EXERCISE TEXT
——————
Reasons to be cheerful – Carrick chalks up three years
After an 18-month spell working from home, the team is gradually returning to our offices to continue pursuing our remit of working with a small, targeted group of introducers and further develop its distinctive service-led, personalised approach to business. Here, Martin Stewart, our Managing Director, outlines Carrick’s Covid journey so far.
Naturally optimistic though I am, I’d never have expected our business to be in the positive position it is as we approach the third anniversary of our launch. Whilst it’s not lost on me that the tail of the Covid pandemic could yet provide some bumps in the road ahead, over the last year or so we’ve managed to progress and develop the Carrick operation in ways I wouldn’t have thought possible given the general trading environment.
People power
Service first
The national sentiment of ‘we’re all in this together’ has played out in our little world as well, and the team’s determination to ensure the challenges of working from home didn’t cause any aspect of our service to fall away has been gratifying to watch.
I firmly believe our service has improved significantly as a result of the Covid crisis. With credit-decisioning times averaging 5.5 hours; a document production service for brokers that consistently produces the goods in two hours or less, and an execution capability that sees us payout over 95 per cent of transactions same-day – we’ve materially enhanced every dimension of our offering.
I think we can lay a credible claim to having a service proposition that’s up there with the best in the market, with regular feedback from our brokers suggesting we’ve flourished in areas where many others seemed to have struggled.
Still growing
Our brokers have been hugely supportive over this time, and I can’t thank them enough for trusting us with their business, particularly when activity levels have been low and there’s been less to go around than normal.
We decided quite early on not to seek accreditation under the British Business Bank’s CBILS scheme. This left us able to focus on dealing with any customers requiring payment forbearance while simultaneously providing an uninterrupted and effective asset finance offering.
——————
EXTRACTED ENTRIES
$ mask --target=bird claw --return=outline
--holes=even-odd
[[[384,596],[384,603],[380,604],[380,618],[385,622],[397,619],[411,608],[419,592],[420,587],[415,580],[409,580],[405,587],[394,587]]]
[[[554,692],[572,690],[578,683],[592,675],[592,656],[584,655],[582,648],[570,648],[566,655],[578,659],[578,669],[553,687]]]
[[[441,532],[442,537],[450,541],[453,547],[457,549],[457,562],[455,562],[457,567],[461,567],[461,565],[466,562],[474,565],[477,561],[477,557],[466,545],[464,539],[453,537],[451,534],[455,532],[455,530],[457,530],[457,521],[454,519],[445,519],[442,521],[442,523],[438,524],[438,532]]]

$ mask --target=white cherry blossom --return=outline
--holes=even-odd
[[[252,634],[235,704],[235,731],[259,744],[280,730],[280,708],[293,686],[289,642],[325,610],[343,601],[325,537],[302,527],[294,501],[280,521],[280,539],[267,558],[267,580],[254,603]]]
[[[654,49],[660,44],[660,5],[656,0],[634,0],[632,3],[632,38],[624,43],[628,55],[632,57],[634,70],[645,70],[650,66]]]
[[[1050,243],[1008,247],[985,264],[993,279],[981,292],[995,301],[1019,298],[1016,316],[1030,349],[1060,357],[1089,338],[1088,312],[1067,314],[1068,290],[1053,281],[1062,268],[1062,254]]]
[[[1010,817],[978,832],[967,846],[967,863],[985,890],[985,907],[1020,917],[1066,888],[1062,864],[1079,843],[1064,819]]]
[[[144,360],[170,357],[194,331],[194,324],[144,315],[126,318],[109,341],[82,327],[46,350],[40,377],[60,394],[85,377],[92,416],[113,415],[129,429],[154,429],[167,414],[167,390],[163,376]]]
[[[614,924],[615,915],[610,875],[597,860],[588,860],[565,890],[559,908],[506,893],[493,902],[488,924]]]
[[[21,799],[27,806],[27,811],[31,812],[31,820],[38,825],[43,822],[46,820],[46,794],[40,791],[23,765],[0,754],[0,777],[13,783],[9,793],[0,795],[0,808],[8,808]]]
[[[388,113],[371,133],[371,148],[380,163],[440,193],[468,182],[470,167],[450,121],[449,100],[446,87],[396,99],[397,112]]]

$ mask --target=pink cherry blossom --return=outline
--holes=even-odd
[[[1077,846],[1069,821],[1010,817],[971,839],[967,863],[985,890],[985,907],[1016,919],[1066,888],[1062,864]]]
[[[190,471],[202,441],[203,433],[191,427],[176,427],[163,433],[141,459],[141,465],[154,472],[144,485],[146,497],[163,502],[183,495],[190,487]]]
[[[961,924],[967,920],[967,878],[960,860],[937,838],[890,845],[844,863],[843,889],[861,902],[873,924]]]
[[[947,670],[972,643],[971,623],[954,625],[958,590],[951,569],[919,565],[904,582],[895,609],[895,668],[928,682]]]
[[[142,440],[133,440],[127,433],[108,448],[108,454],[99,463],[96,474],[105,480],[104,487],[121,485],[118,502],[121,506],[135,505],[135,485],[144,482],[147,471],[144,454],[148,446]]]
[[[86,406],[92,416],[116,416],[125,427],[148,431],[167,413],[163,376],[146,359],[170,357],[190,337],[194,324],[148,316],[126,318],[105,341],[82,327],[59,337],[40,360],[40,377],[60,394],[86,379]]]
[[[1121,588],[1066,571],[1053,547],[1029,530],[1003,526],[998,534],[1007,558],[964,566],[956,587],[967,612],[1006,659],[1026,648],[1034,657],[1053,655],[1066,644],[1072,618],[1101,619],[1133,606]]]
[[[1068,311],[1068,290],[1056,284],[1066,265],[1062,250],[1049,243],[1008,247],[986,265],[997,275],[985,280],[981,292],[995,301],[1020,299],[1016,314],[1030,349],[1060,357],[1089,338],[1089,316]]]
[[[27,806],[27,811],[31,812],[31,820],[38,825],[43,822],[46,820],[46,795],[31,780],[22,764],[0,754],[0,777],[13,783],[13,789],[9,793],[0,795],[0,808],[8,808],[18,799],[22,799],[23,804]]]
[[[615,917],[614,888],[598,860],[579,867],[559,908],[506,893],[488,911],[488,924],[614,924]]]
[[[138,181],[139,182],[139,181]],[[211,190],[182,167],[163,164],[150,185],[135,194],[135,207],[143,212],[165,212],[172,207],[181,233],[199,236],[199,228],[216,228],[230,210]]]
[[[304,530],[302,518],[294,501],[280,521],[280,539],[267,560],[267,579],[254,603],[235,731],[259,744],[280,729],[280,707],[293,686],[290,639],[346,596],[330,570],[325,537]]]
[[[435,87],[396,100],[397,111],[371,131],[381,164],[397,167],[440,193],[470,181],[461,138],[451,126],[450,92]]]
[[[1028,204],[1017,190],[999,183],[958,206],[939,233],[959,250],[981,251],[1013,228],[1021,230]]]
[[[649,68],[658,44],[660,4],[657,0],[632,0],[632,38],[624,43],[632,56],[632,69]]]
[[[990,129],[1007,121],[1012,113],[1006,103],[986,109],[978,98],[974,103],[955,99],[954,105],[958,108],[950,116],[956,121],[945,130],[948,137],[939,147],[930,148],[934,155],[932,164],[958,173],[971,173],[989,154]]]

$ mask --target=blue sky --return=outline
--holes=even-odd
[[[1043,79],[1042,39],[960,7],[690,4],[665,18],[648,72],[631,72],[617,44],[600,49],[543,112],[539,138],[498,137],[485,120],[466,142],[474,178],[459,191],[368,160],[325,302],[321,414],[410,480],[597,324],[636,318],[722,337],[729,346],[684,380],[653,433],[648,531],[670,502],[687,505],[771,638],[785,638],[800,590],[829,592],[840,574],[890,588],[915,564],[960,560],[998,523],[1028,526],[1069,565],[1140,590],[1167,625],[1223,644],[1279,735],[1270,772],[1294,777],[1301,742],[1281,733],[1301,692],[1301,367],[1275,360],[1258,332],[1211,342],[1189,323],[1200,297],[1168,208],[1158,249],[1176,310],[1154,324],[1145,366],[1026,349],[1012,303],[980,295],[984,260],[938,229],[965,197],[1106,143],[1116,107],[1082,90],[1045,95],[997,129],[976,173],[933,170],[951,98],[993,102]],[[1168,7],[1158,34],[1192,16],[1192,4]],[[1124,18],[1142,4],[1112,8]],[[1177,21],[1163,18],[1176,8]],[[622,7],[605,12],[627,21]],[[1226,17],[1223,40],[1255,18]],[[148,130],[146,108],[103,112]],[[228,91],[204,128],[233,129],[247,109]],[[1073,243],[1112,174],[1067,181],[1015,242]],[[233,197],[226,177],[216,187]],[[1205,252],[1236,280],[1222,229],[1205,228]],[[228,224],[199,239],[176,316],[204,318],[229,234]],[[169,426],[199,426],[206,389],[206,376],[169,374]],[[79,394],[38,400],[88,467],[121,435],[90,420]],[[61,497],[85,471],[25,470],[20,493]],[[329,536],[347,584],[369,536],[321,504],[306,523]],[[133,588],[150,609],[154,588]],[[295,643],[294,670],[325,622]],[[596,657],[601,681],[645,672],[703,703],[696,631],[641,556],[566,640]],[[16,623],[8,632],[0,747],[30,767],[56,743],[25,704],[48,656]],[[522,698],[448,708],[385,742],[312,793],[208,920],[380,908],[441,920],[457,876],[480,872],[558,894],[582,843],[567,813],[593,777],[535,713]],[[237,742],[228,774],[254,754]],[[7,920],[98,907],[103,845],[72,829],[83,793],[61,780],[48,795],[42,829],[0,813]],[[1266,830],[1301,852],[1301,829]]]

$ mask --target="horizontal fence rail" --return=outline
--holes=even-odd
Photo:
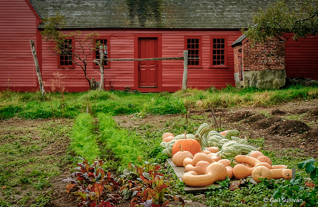
[[[188,51],[185,50],[183,51],[183,57],[175,57],[172,58],[143,58],[142,59],[103,59],[103,60],[107,61],[149,61],[158,60],[183,60],[183,76],[182,78],[182,91],[185,93],[187,91],[187,82],[188,79],[188,60],[201,59],[201,58],[188,58]],[[103,67],[102,63],[100,59],[94,59],[93,62],[99,65],[100,67],[101,79],[102,76],[103,78]]]

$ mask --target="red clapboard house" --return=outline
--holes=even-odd
[[[49,50],[54,45],[41,38],[41,19],[57,12],[65,16],[64,33],[80,30],[84,36],[97,32],[108,58],[182,57],[187,50],[189,57],[201,58],[188,61],[188,87],[234,86],[231,45],[241,35],[241,28],[253,24],[253,13],[275,1],[0,0],[0,88],[38,90],[32,39],[47,89],[61,80],[69,92],[89,89],[81,68]],[[287,77],[318,78],[318,38],[295,42],[291,37],[285,36],[285,43]],[[100,69],[93,60],[98,58],[98,53],[89,57],[87,69],[88,78],[96,81]],[[107,63],[107,89],[128,86],[142,92],[174,92],[182,86],[183,60]]]

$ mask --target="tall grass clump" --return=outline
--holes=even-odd
[[[148,142],[135,133],[120,129],[114,119],[109,115],[98,115],[100,136],[99,141],[103,147],[111,150],[115,158],[119,159],[118,170],[123,169],[129,162],[135,162],[138,157],[146,156],[146,151],[151,147]]]
[[[178,91],[174,95],[184,99],[187,105],[197,109],[210,107],[273,106],[292,101],[318,97],[318,87],[301,86],[289,86],[280,90],[256,88],[236,88],[230,85],[221,90],[211,88],[205,91],[189,89],[187,93]]]
[[[89,114],[81,114],[76,117],[72,128],[70,147],[79,156],[90,162],[100,152],[93,133],[93,120]]]

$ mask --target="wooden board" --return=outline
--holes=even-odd
[[[182,182],[182,179],[181,178],[181,177],[182,177],[182,175],[185,173],[185,171],[184,170],[184,168],[183,167],[178,167],[175,164],[173,164],[173,162],[172,162],[172,160],[171,159],[171,158],[167,159],[167,161],[168,162],[168,163],[169,163],[169,164],[170,165],[170,166],[172,168],[172,169],[173,169],[173,170],[175,171],[175,173],[176,173],[176,175],[178,177],[178,178],[179,178],[180,181]],[[238,181],[239,180],[237,179],[232,180],[231,180],[230,183]],[[218,184],[214,184],[214,185],[217,187],[221,187],[221,186]],[[184,191],[185,191],[185,192],[187,193],[202,193],[207,191],[209,191],[210,189],[209,189],[208,188],[209,187],[209,186],[208,186],[205,187],[201,187],[199,188],[197,187],[191,187],[190,186],[188,186],[186,185],[184,185]]]

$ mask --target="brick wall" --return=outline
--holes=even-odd
[[[269,38],[252,47],[247,42],[234,46],[235,86],[278,88],[285,84],[285,42],[277,37]],[[242,49],[242,72],[240,67],[239,50]]]
[[[242,45],[234,46],[234,72],[238,72],[239,69],[239,59],[238,59],[238,50],[242,48]]]
[[[285,42],[278,38],[256,44],[253,48],[248,42],[242,47],[243,71],[285,69]],[[238,49],[236,52],[238,54]],[[238,55],[234,57],[238,61]]]

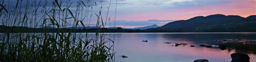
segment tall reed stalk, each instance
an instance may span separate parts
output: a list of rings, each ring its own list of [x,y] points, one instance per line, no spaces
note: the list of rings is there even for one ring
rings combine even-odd
[[[105,38],[104,33],[99,33],[100,29],[97,30],[93,37],[87,33],[72,32],[76,28],[69,33],[62,29],[70,26],[86,27],[92,15],[97,16],[97,27],[106,27],[109,11],[104,24],[102,2],[95,2],[97,5],[92,6],[84,1],[1,0],[1,25],[49,29],[53,27],[58,30],[50,30],[58,31],[0,33],[0,61],[113,61],[114,41]],[[90,11],[97,6],[98,12]]]

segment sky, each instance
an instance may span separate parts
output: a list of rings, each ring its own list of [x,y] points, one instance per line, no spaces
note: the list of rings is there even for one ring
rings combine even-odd
[[[63,1],[64,1],[62,2],[62,5],[65,5],[69,0]],[[16,3],[15,1],[17,0],[7,0],[5,2],[10,3],[4,3],[3,5],[15,6]],[[48,2],[51,1],[52,0],[43,0],[42,2],[33,2],[45,3],[47,6],[50,8],[52,6],[52,3]],[[114,23],[113,20],[116,12],[115,26],[126,28],[153,24],[162,26],[173,21],[188,19],[198,16],[206,16],[214,14],[223,14],[239,15],[246,17],[250,15],[256,15],[256,0],[70,0],[69,1],[72,2],[68,3],[71,4],[71,6],[76,6],[77,3],[75,1],[83,1],[85,2],[86,6],[93,8],[89,10],[92,15],[92,19],[90,19],[91,22],[84,22],[86,23],[86,25],[90,26],[96,25],[97,18],[95,13],[99,12],[100,2],[102,3],[102,11],[104,17],[106,16],[107,9],[110,3],[108,17],[110,17],[111,21],[107,23],[112,24],[108,25],[110,27],[113,27],[113,24]],[[116,10],[116,4],[117,4]],[[31,5],[33,5],[33,4]],[[25,5],[22,5],[21,7],[25,8],[24,6]],[[75,8],[72,9],[72,7],[70,9],[72,11],[76,10]],[[85,10],[82,11],[86,11]],[[83,15],[89,16],[86,15]]]
[[[214,14],[244,17],[256,15],[256,0],[120,0],[118,3],[117,20],[122,24],[117,24],[124,27],[150,25],[135,25],[152,19],[171,22]],[[124,24],[130,22],[134,24]]]

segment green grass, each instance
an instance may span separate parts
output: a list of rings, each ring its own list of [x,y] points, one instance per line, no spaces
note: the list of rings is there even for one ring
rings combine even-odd
[[[12,6],[13,3],[7,1],[0,2],[0,25],[28,27],[53,26],[61,31],[0,33],[0,61],[113,61],[114,41],[105,38],[104,33],[99,33],[100,29],[96,30],[98,31],[93,38],[90,38],[87,33],[84,35],[72,30],[66,33],[66,30],[60,29],[69,25],[84,27],[85,24],[90,24],[84,23],[91,21],[84,19],[89,19],[91,17],[83,15],[90,14],[89,11],[92,7],[86,6],[82,0],[75,2],[69,0],[50,1],[53,2],[51,6],[47,6],[46,3],[41,2],[33,2],[33,0],[10,1],[16,2],[15,5]],[[100,8],[100,11],[92,15],[97,16],[97,27],[105,27],[102,5],[97,5]],[[71,9],[72,7],[75,9]],[[106,20],[105,22],[107,22]]]

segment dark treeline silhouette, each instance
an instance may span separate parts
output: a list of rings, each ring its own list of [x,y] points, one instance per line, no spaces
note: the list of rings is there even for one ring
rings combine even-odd
[[[157,28],[131,30],[117,28],[57,29],[54,27],[29,28],[0,26],[0,32],[255,32],[256,16],[244,18],[239,16],[217,14],[198,16],[187,20],[177,20]],[[101,29],[98,30],[97,29]]]

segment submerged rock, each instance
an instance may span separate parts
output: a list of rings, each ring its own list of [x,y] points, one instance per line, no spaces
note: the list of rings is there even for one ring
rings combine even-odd
[[[179,46],[179,44],[175,44],[175,46],[176,47]]]
[[[250,57],[246,54],[235,53],[231,55],[232,60],[231,62],[250,62]]]
[[[205,45],[200,45],[200,46],[205,46]]]
[[[194,47],[194,45],[190,45],[190,47]]]
[[[226,44],[221,44],[219,46],[219,48],[221,50],[224,50],[227,49],[227,45]]]
[[[142,40],[142,42],[147,42],[147,40]]]
[[[219,45],[212,45],[212,47],[219,47]]]
[[[206,59],[198,59],[194,60],[194,62],[209,62],[209,61]]]
[[[128,58],[128,57],[125,56],[121,56],[122,58]]]
[[[211,45],[206,45],[205,47],[208,47],[208,48],[211,48],[211,47],[212,47],[212,46],[211,46]]]
[[[171,44],[171,43],[168,43],[168,42],[167,42],[167,43],[165,43],[165,44]]]
[[[187,44],[185,44],[185,43],[180,43],[180,45],[187,45]]]

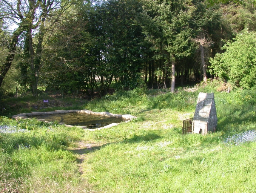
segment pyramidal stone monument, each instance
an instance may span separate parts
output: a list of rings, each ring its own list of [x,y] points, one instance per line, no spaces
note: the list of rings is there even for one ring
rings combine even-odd
[[[214,93],[199,93],[192,122],[192,133],[206,135],[209,131],[214,132],[217,121]]]

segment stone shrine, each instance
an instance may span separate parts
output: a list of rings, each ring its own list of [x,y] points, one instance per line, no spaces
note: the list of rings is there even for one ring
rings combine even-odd
[[[199,93],[192,122],[192,133],[206,135],[208,131],[214,132],[217,123],[214,93]]]

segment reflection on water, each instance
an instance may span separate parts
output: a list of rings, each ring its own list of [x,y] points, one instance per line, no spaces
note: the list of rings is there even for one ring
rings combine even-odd
[[[95,115],[89,114],[69,113],[33,116],[37,119],[44,119],[46,121],[64,123],[67,125],[86,126],[89,129],[102,127],[113,123],[118,123],[127,120],[122,118]]]

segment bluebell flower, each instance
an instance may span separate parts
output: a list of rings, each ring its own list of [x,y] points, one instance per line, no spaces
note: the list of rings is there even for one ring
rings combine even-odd
[[[224,143],[238,146],[247,142],[256,142],[256,131],[254,130],[229,136],[224,141]]]

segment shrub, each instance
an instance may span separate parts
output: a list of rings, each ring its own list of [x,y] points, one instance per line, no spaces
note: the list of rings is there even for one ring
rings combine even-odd
[[[245,30],[234,40],[223,46],[225,52],[210,60],[211,67],[219,77],[249,88],[256,84],[256,33]]]

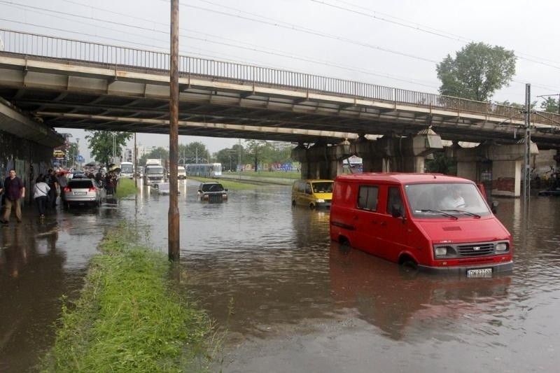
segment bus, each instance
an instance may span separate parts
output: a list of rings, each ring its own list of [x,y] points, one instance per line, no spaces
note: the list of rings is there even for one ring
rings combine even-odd
[[[198,163],[185,164],[188,176],[204,178],[219,178],[222,176],[221,163]]]
[[[132,162],[120,162],[120,177],[134,178],[134,165]]]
——————
REQUIRED ACTIONS
- a) In the Carrick anniversary post, what grounds does the Managing Director give for believing the service improved significantly during the Covid crisis? Answer in one to three sentences.
- b) According to the Carrick anniversary post, which government-backed scheme did Carrick decide early on not to seek accreditation under?
- c) Write a continuation of the Carrick anniversary post, beginning right after its final sentence.
The data was taken from a different source than the Carrick anniversary post.

ACTIVITY ANSWERS
- a) He points to credit-decisioning times averaging 5.5 hours and a document production service for brokers that consistently delivers in two hours or less. He also cites an execution capability that pays out over 95 per cent of transactions same-day, which he says enhanced every dimension of the offering.

- b) The British Business Bank's CBILS scheme.

- c)
Our view was we’d rather try to do two things well rather than risk doing three things badly, and our brokers seem to have responded well to that approach. It meant there was an important strand of their business which we couldn’t service, but the portfolio growth we nevertheless managed to achieve shows there was still a good quantity of regular business available – which we were very happy to service.
A combination of consistent, reliable service and fair pricing has allowed us to develop a steadily increasing business flow over the last 18 months.
As our lending book has grown we’ve been able to demonstrate greater appetite for larger transactions, and in several recent months, more than a fifth of our total caseload has comprised cases involving balances beyond £100k – many of them significantly so.
Stress-tested
Aside from that potential ‘back book’ risk though, I think the leasing industry can take great credit for its performance through this difficult time. What we’ve observed, through our broker interactions, is a sector that enjoys deep, practically-orientated customer relationships, and a product range unrivalled in its relevance and value to the businesses that use it. Customers have known who to turn to when help was required with new or existing funding requirements, and in many cases, it hasn’t been their bank manager.
‘Can-do’ DNA
Intermediaries operating in the market have rightly expected funders, whatever other pressures they are dealing with, to still service the demands of the asset-supply led sales-cycle that underpins every new deal. When the customer lets everyone know they’re taking delivery of the asset tomorrow, both they and the broker expect us (pandemic or not) to facilitate that – rather than being the reason it can’t happen.
There’s zero room for complacency, but thankfully Carrick seems so far to have passed that test and, over and above everything else, the thing I’m most proud of is that we’ve never paused our lending activities for a single day throughout the crisis.
Horizon gazing
We’ve recently strengthened our credit and operations functions; will be recruiting further business development staff over the next few months, and our outlook and day-to-day actions across the business are all underpinned by a fundamental optimism about the future.
We are intent upon doing everything we can to capitalise upon the near and medium-term opportunities we think are on the cusp of unfolding in the UK asset finance space and are excited about the prospects that lie ahead.
Reasons to be cheerful? We’re knee-deep in them.